● **Unprocessed records**:
☆ ☆ ☆ ☆ ☆ ☆ ☆

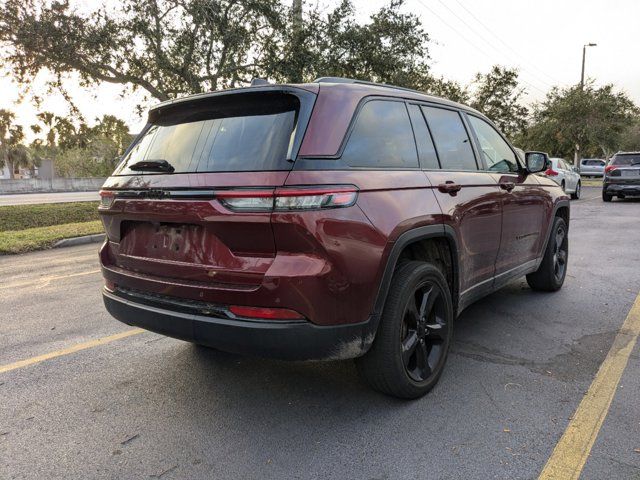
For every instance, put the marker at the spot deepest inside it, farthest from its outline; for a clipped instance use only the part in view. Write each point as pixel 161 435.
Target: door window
pixel 382 137
pixel 450 138
pixel 495 151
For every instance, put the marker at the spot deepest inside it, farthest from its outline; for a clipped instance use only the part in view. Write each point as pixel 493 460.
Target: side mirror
pixel 536 161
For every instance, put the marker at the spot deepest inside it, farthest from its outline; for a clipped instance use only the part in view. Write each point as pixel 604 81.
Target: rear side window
pixel 382 137
pixel 426 149
pixel 451 139
pixel 224 135
pixel 626 160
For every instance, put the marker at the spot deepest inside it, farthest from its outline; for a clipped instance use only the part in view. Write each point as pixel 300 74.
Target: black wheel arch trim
pixel 414 235
pixel 559 204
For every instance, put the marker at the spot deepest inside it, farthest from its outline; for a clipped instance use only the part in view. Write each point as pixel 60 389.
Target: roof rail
pixel 363 82
pixel 256 82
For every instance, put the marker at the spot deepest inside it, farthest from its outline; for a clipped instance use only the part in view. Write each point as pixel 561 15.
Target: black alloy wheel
pixel 424 332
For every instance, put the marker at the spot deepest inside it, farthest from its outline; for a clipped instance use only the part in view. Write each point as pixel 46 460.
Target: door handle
pixel 508 186
pixel 450 187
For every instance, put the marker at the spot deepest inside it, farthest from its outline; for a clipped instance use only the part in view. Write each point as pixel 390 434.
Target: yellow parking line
pixel 44 281
pixel 573 449
pixel 66 351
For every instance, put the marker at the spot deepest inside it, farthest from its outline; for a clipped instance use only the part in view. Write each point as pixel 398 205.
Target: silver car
pixel 592 167
pixel 565 175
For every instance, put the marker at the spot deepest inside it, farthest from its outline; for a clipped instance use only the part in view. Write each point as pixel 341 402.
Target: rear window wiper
pixel 152 165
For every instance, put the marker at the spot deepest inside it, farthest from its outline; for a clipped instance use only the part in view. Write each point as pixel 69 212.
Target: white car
pixel 565 175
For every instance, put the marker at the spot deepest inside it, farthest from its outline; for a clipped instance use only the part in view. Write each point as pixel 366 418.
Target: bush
pixel 20 217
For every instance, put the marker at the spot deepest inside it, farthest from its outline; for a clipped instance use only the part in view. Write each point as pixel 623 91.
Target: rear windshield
pixel 626 159
pixel 230 133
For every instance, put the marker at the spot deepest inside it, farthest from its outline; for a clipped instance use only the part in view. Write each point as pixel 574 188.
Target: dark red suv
pixel 331 220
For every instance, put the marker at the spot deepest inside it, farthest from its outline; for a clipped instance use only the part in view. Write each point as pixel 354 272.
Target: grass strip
pixel 27 240
pixel 20 217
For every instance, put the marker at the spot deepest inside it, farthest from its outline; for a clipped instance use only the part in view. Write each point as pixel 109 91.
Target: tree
pixel 166 47
pixel 79 149
pixel 12 153
pixel 174 47
pixel 498 95
pixel 630 139
pixel 587 122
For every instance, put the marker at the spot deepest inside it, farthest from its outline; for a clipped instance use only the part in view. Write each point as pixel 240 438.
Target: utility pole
pixel 576 152
pixel 584 54
pixel 296 20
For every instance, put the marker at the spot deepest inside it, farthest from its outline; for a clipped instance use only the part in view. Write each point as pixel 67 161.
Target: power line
pixel 494 35
pixel 474 45
pixel 489 43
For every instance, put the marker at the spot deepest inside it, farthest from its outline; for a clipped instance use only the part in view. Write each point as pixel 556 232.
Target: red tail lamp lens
pixel 106 198
pixel 265 313
pixel 289 198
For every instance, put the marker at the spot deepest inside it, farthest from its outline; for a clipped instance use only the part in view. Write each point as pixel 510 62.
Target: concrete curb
pixel 72 242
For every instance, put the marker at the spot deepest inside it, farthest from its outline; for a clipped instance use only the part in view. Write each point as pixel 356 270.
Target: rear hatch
pixel 164 210
pixel 624 169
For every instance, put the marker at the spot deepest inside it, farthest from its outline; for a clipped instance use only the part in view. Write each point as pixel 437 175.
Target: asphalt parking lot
pixel 140 405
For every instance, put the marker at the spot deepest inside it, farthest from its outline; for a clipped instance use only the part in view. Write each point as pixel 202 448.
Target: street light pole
pixel 584 54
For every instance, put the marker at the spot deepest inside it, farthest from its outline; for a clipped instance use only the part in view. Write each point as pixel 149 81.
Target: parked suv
pixel 331 220
pixel 622 176
pixel 592 167
pixel 565 175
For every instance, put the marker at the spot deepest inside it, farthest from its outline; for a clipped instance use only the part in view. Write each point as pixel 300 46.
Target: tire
pixel 552 271
pixel 576 195
pixel 414 335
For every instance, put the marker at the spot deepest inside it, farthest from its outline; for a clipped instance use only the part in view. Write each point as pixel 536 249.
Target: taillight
pixel 264 313
pixel 109 285
pixel 288 198
pixel 106 198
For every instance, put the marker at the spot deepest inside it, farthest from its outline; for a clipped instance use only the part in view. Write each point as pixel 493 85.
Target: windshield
pixel 239 133
pixel 626 160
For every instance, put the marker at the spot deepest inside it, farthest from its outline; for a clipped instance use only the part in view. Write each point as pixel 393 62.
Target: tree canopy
pixel 593 118
pixel 498 95
pixel 174 47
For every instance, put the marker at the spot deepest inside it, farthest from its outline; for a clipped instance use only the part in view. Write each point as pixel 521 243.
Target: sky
pixel 542 38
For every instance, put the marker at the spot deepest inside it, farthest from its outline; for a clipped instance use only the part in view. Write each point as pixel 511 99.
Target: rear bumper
pixel 299 340
pixel 622 189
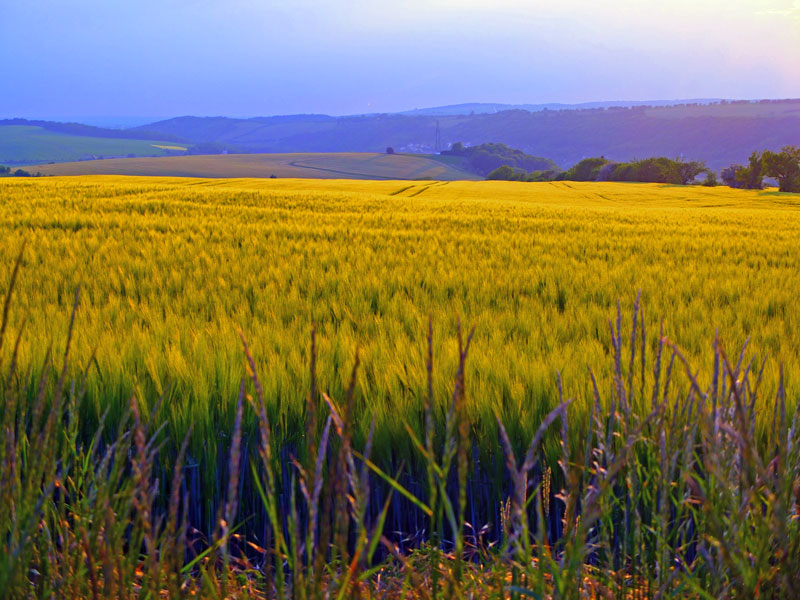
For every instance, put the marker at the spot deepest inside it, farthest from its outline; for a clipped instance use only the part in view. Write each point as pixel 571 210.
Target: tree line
pixel 783 166
pixel 7 172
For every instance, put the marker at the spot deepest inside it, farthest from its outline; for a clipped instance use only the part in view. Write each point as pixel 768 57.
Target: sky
pixel 103 58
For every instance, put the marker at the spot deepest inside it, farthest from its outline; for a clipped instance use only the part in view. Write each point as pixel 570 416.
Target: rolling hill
pixel 720 134
pixel 32 145
pixel 298 165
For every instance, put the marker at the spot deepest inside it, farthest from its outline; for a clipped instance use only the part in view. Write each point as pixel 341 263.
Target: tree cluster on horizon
pixel 783 166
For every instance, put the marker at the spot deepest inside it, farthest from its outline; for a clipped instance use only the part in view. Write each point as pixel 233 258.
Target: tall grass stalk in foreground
pixel 678 488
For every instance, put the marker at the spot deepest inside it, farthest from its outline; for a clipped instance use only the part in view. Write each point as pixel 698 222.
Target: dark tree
pixel 711 179
pixel 687 171
pixel 729 175
pixel 587 170
pixel 785 167
pixel 751 177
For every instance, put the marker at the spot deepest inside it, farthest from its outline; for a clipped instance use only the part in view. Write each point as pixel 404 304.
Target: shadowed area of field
pixel 350 165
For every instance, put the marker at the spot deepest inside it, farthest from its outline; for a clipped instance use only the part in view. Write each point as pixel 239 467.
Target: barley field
pixel 169 270
pixel 174 273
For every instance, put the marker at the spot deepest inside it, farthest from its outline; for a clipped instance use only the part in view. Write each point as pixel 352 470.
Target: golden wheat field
pixel 170 268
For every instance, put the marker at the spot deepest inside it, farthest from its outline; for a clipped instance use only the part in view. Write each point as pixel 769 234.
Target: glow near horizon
pixel 246 57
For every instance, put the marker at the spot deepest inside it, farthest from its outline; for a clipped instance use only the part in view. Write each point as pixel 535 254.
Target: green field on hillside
pixel 194 321
pixel 334 165
pixel 25 145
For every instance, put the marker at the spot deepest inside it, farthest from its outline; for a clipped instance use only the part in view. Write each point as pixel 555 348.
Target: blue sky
pixel 249 57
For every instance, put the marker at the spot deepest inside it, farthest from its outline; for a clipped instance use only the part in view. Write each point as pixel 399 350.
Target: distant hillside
pixel 489 107
pixel 30 145
pixel 720 133
pixel 304 165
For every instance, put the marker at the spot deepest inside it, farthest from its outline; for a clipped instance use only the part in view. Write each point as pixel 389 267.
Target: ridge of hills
pixel 720 133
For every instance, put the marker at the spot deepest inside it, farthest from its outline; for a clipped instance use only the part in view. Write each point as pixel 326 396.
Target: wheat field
pixel 172 271
pixel 169 270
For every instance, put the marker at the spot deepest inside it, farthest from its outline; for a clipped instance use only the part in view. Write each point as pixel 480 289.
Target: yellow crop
pixel 170 268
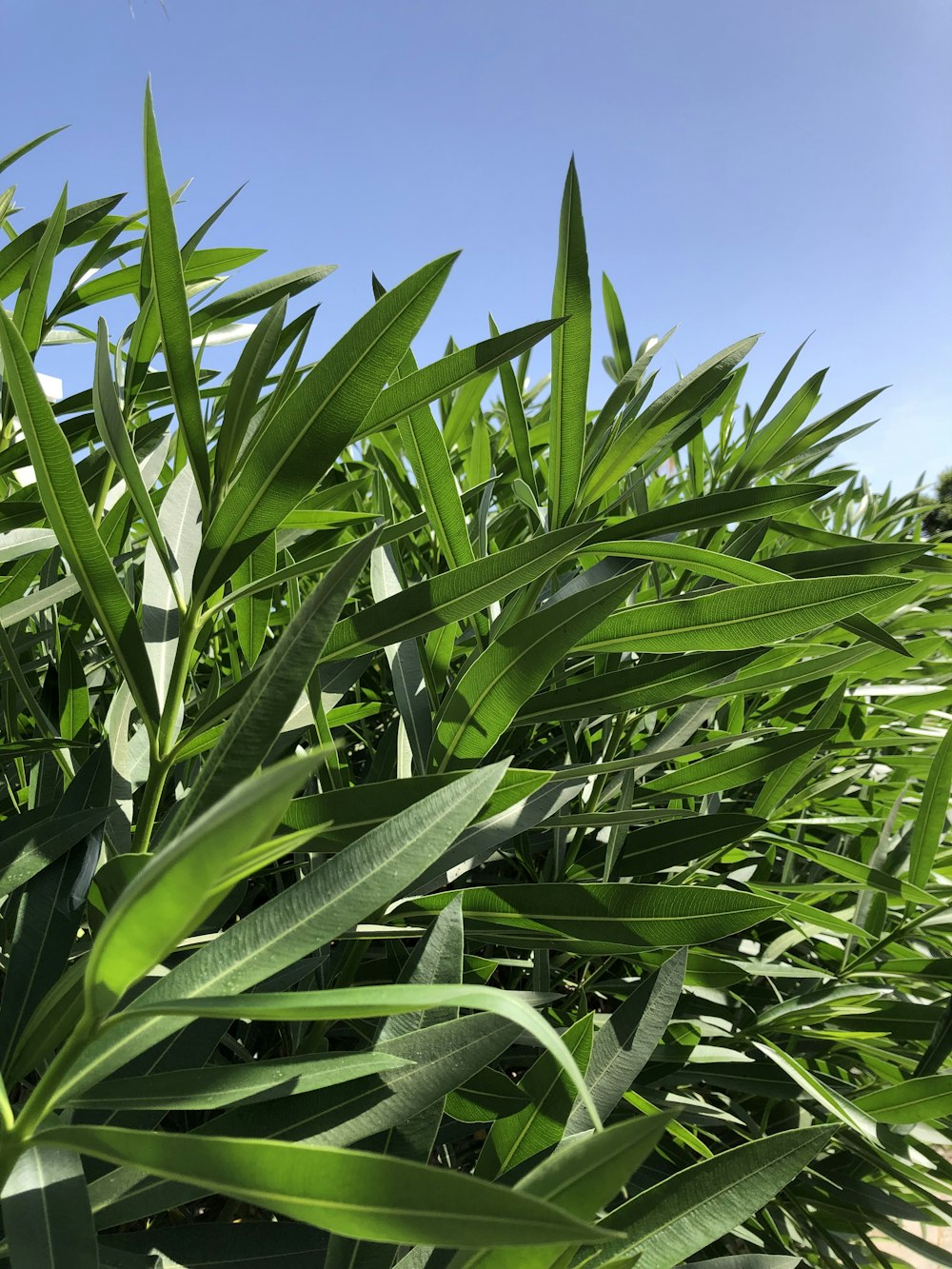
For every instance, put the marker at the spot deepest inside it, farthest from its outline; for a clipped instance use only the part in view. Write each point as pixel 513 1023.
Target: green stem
pixel 103 492
pixel 164 746
pixel 151 797
pixel 6 1108
pixel 45 1096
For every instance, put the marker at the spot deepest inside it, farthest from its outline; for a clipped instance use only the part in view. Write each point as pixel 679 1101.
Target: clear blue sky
pixel 746 165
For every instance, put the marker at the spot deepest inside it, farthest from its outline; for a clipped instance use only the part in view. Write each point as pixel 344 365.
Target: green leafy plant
pixel 445 823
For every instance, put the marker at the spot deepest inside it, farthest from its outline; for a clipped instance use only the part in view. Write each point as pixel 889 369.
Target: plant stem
pixel 164 745
pixel 103 492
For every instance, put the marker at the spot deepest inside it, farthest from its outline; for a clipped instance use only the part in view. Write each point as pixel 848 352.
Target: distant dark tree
pixel 939 522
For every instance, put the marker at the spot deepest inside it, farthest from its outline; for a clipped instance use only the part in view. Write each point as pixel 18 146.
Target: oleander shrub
pixel 446 823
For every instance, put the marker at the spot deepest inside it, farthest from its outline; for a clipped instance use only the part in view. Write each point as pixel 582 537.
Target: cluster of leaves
pixel 509 835
pixel 939 522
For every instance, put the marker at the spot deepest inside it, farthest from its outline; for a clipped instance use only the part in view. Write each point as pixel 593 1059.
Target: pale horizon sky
pixel 745 167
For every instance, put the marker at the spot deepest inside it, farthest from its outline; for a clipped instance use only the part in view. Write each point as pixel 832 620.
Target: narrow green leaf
pixel 255 298
pixel 48 1219
pixel 276 688
pixel 246 388
pixel 605 915
pixel 691 1210
pixel 493 685
pixel 571 353
pixel 212 1088
pixel 116 438
pixel 541 1123
pixel 419 387
pixel 739 617
pixel 171 304
pixel 453 595
pixel 14 155
pixel 931 822
pixel 322 906
pixel 381 1002
pixel 69 517
pixel 739 765
pixel 910 1101
pixel 634 686
pixel 342 1191
pixel 30 302
pixel 714 510
pixel 182 883
pixel 627 1039
pixel 319 419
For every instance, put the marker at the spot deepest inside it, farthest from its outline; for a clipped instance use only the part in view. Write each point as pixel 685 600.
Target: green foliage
pixel 445 823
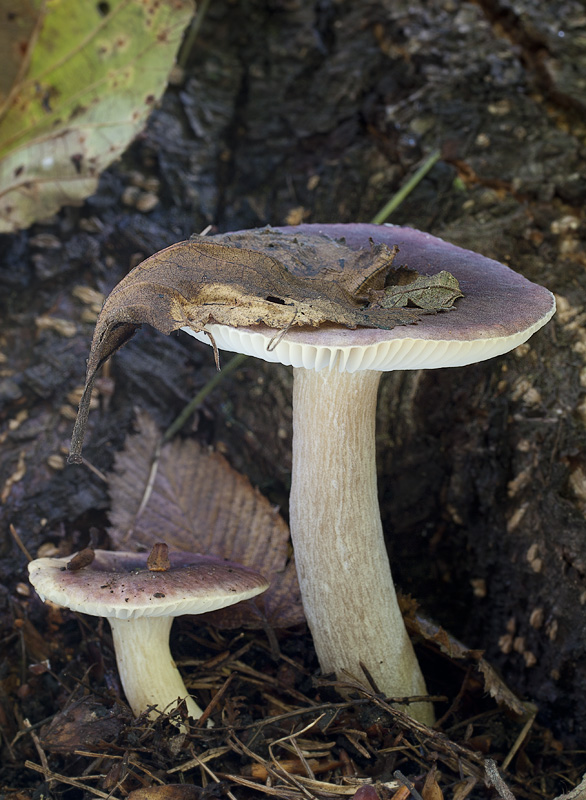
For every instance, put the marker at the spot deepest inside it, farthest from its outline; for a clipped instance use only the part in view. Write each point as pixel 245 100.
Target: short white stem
pixel 343 568
pixel 147 670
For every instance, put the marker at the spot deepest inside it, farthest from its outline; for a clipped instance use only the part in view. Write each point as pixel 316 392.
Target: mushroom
pixel 344 574
pixel 140 594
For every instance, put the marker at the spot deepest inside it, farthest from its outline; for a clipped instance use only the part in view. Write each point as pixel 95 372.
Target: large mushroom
pixel 140 594
pixel 342 563
pixel 344 574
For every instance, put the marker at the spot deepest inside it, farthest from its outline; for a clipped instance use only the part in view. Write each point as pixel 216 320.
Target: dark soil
pixel 291 111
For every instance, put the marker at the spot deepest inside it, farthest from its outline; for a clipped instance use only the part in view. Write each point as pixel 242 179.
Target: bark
pixel 293 111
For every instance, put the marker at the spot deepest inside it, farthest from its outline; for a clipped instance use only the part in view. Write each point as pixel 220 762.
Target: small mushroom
pixel 344 574
pixel 140 594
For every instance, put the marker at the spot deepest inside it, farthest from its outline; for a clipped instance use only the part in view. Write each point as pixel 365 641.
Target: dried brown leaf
pixel 240 282
pixel 198 502
pixel 432 292
pixel 424 627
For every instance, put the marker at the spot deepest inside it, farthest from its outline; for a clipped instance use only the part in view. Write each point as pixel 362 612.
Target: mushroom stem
pixel 337 535
pixel 147 670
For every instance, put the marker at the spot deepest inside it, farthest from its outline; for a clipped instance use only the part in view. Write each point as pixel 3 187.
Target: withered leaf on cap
pixel 241 283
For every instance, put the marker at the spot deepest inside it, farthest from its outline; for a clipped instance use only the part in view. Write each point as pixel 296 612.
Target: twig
pixel 406 782
pixel 494 779
pixel 70 781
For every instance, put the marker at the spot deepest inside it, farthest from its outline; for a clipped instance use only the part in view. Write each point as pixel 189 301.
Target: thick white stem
pixel 147 670
pixel 344 573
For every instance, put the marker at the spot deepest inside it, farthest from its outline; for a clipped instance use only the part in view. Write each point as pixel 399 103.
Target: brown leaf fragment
pixel 241 283
pixel 430 292
pixel 199 503
pixel 81 560
pixel 417 623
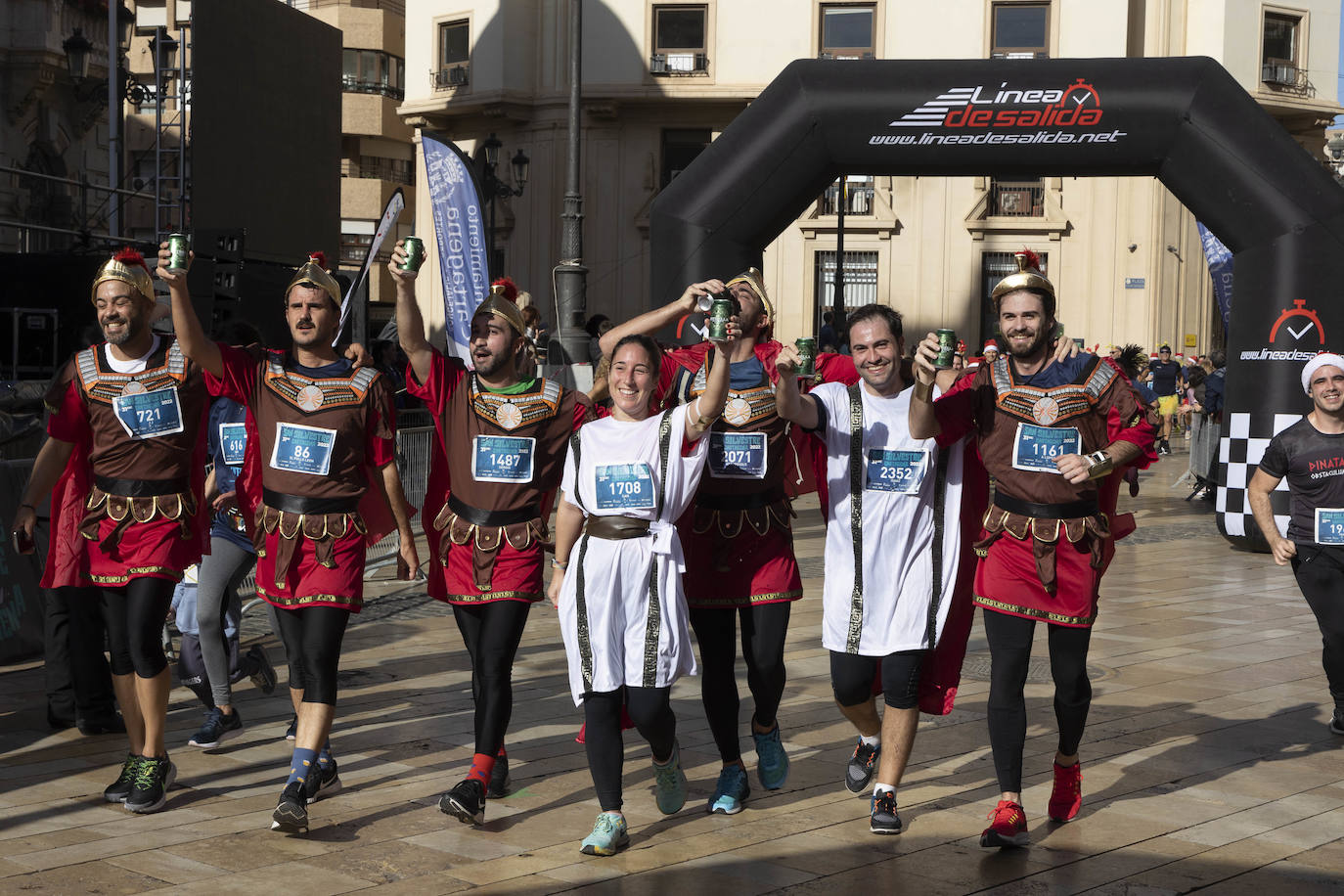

☆ ☆ ☆ ☆ ☆ ☆ ☆

Reproduce the records above as a numbered list, starting at the line that contains "pixel 768 57." and ending at the line that contains "pixel 174 273", with both of those lines included and blank lines omitted.

● **FINAL RESULT**:
1. For every instance, put the marker at the spot deepest inside it, farthest from its outline; for a clipped instance use only the part in view. Write each point as pixel 768 57.
2. Target: sky
3. pixel 103 58
4. For every instance, put the marker at the spot deepest inside it, farthest from its outline; for a clipped instance use only the part in view. Write each point as pixel 570 416.
5. Target: rolling hill
6. pixel 720 134
7. pixel 32 145
8. pixel 298 165
9. For every instance, put the marker at the spot deepest inside it, farthest from its outline; for a clipped instance use only the part in view. Write each point as pixel 341 263.
10. Target: tree cluster on horizon
11. pixel 783 166
12. For every instance, put the marker at the spot deepest inside it, farthest from its outline; for a clipped instance use only the part in view. Write each point as pixel 233 258.
13. Target: tall grass stalk in foreground
14. pixel 678 488
15. For every instance, put the marker at the spot deepest inside it, farthest from its outline; for a clipped instance use only the part in view. Write each point as pixel 698 222.
16. Target: dark tree
17. pixel 711 179
18. pixel 687 171
19. pixel 729 175
20. pixel 587 170
21. pixel 785 167
22. pixel 751 177
23. For every instance, put the marker at the spot deepest inside it, farthest from its outline; for a clipped instance use only the part in view. Write each point as pixel 404 304.
24. Target: shadowed area of field
25. pixel 350 165
26. For every instance, put the marker at the spot deepest inside it, farthest from its outline; for a clipped instance use only the part in view. Write each point as pixel 239 467.
27. Target: barley field
28. pixel 169 270
29. pixel 174 273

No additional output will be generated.